*Task:* Convert the rows, starting from the first line and continuing through the line containing "[76,107,194,168]", into a numbered list, omitting blank lines.

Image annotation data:

---

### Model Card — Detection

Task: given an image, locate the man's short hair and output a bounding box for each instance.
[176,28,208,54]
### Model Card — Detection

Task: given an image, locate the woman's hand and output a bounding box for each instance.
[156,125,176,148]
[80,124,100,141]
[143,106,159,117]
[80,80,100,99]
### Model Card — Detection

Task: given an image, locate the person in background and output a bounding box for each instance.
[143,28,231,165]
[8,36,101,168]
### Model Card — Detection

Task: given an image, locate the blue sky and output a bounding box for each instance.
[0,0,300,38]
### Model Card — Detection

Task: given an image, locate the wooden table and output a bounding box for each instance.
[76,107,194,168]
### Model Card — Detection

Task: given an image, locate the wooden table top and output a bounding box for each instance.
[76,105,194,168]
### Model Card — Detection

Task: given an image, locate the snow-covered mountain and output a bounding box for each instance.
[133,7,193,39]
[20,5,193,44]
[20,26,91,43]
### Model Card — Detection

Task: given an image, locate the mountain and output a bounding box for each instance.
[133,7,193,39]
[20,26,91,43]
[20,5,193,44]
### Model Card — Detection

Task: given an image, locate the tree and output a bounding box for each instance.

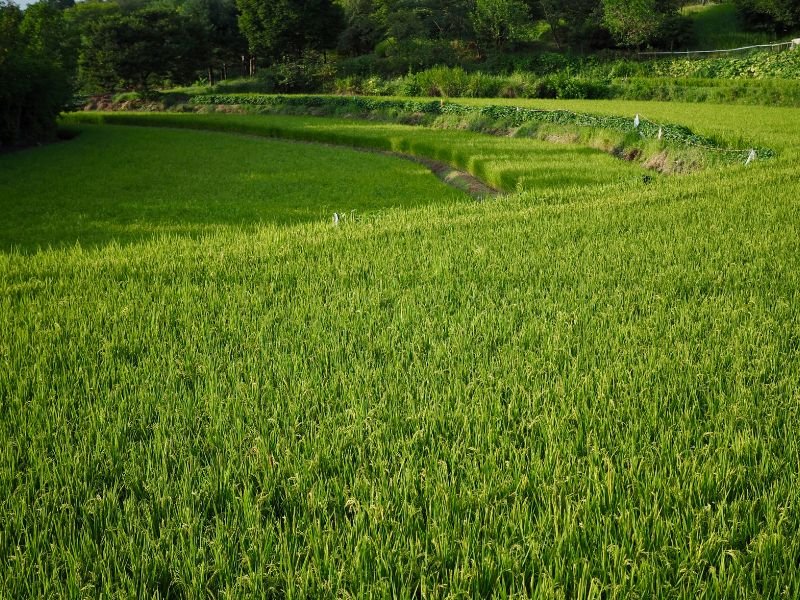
[471,0,528,49]
[0,2,74,145]
[80,8,209,93]
[734,0,800,33]
[539,0,602,48]
[236,0,344,61]
[603,0,678,48]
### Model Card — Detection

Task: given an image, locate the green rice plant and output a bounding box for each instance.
[0,125,467,252]
[68,111,645,196]
[0,100,800,599]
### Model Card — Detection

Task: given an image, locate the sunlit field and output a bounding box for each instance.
[0,101,800,598]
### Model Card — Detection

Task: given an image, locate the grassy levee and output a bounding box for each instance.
[458,98,800,157]
[67,112,646,193]
[0,105,800,598]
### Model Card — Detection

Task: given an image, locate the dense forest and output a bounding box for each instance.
[0,0,800,145]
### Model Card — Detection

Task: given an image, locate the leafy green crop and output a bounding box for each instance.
[186,94,774,160]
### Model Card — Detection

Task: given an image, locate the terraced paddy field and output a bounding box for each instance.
[0,104,800,598]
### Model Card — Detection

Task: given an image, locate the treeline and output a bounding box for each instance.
[0,0,800,144]
[734,0,800,33]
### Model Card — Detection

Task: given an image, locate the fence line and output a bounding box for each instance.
[637,38,800,56]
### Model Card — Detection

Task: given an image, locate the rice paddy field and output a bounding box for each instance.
[0,101,800,598]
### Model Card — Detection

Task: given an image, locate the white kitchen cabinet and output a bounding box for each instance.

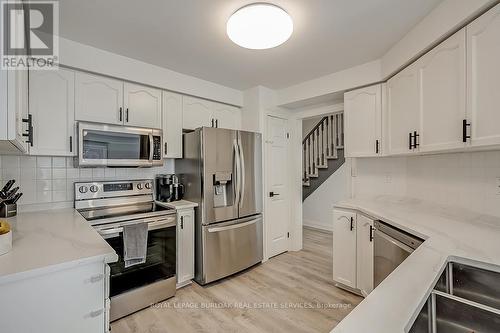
[212,103,241,130]
[356,214,374,296]
[29,68,76,156]
[416,29,466,152]
[0,262,108,333]
[333,209,357,288]
[123,82,161,128]
[344,84,382,157]
[182,96,215,130]
[75,72,125,125]
[386,64,420,155]
[467,5,500,146]
[177,208,194,287]
[162,91,183,158]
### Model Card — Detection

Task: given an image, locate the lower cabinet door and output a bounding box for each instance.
[177,209,194,286]
[333,209,357,288]
[356,214,374,296]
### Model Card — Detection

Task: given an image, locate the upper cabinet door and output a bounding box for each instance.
[162,91,182,158]
[75,72,124,125]
[123,82,161,128]
[387,64,420,154]
[417,29,466,151]
[213,103,241,130]
[29,68,76,156]
[182,96,215,130]
[344,84,382,157]
[467,5,500,146]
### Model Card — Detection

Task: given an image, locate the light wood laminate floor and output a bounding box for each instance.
[112,228,361,333]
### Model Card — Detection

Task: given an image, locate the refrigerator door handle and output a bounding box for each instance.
[233,139,241,205]
[238,132,246,207]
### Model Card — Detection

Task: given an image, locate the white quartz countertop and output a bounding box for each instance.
[0,208,118,283]
[332,196,500,333]
[156,200,198,210]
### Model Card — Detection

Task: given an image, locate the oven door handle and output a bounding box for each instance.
[98,217,177,239]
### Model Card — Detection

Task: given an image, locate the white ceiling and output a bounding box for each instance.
[55,0,442,89]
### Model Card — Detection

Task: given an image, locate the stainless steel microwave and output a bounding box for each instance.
[78,122,163,167]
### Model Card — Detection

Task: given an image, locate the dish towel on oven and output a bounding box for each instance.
[123,222,148,268]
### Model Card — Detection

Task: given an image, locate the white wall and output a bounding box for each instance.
[302,159,351,231]
[353,151,500,217]
[59,38,243,106]
[0,155,174,211]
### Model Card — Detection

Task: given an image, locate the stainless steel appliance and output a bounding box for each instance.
[75,180,177,321]
[78,122,163,167]
[156,174,184,202]
[373,221,423,287]
[176,127,262,284]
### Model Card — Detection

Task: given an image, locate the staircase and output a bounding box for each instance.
[302,112,345,201]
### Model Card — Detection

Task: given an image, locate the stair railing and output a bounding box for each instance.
[302,112,344,182]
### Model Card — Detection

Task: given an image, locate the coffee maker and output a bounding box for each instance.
[156,174,184,202]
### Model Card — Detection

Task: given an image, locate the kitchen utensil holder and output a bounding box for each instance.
[0,203,17,218]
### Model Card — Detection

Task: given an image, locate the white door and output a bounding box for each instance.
[356,214,374,296]
[75,72,124,125]
[213,103,241,129]
[123,82,161,128]
[177,209,194,284]
[29,68,76,156]
[417,29,466,151]
[387,64,420,154]
[266,116,290,257]
[162,91,182,158]
[333,209,357,288]
[467,5,500,146]
[182,96,215,130]
[344,84,382,157]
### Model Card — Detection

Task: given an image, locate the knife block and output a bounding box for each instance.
[0,203,17,218]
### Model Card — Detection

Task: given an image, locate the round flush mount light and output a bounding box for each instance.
[227,3,293,50]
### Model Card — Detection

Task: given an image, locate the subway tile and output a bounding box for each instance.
[36,156,52,168]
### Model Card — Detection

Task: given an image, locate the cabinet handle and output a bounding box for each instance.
[462,119,470,142]
[22,114,33,147]
[413,131,420,148]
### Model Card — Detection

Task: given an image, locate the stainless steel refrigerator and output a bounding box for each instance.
[175,127,262,284]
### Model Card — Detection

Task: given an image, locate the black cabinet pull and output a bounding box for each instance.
[462,119,470,142]
[413,131,420,148]
[21,114,33,147]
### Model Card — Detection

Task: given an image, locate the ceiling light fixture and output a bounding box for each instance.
[227,3,293,50]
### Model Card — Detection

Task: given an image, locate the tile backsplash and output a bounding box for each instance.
[0,155,175,208]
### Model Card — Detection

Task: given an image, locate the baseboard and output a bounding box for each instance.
[302,220,333,232]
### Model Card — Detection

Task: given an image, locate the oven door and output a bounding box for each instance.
[96,215,176,297]
[78,122,154,167]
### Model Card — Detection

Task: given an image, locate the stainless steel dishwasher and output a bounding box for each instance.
[373,221,423,288]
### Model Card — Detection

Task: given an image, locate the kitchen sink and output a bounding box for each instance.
[409,262,500,333]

---

*Problem solution:*
1. ### Model Card — Detection
2. Task: given an image, locate the man's short hair and output a bounding box for each instance.
3. [176,28,208,54]
4. ### Model Card — Detection
5. Task: given an image, locate the woman's hand and output a bounding box for each instance.
6. [156,125,176,148]
7. [80,124,100,141]
8. [143,106,159,117]
9. [80,80,100,99]
10. ### Model Card — Detection
11. Task: given an image, locate the person in background and output a bounding box for each instance.
12. [143,28,231,165]
13. [8,36,101,168]
14. ### Model Card — Detection
15. Task: given an image, locate the blue sky and output a bounding box for each instance.
16. [0,0,300,38]
17. ### Model Card — Detection
18. Task: given an image, locate the wooden table and output a bounding box for each instance.
19. [76,107,194,168]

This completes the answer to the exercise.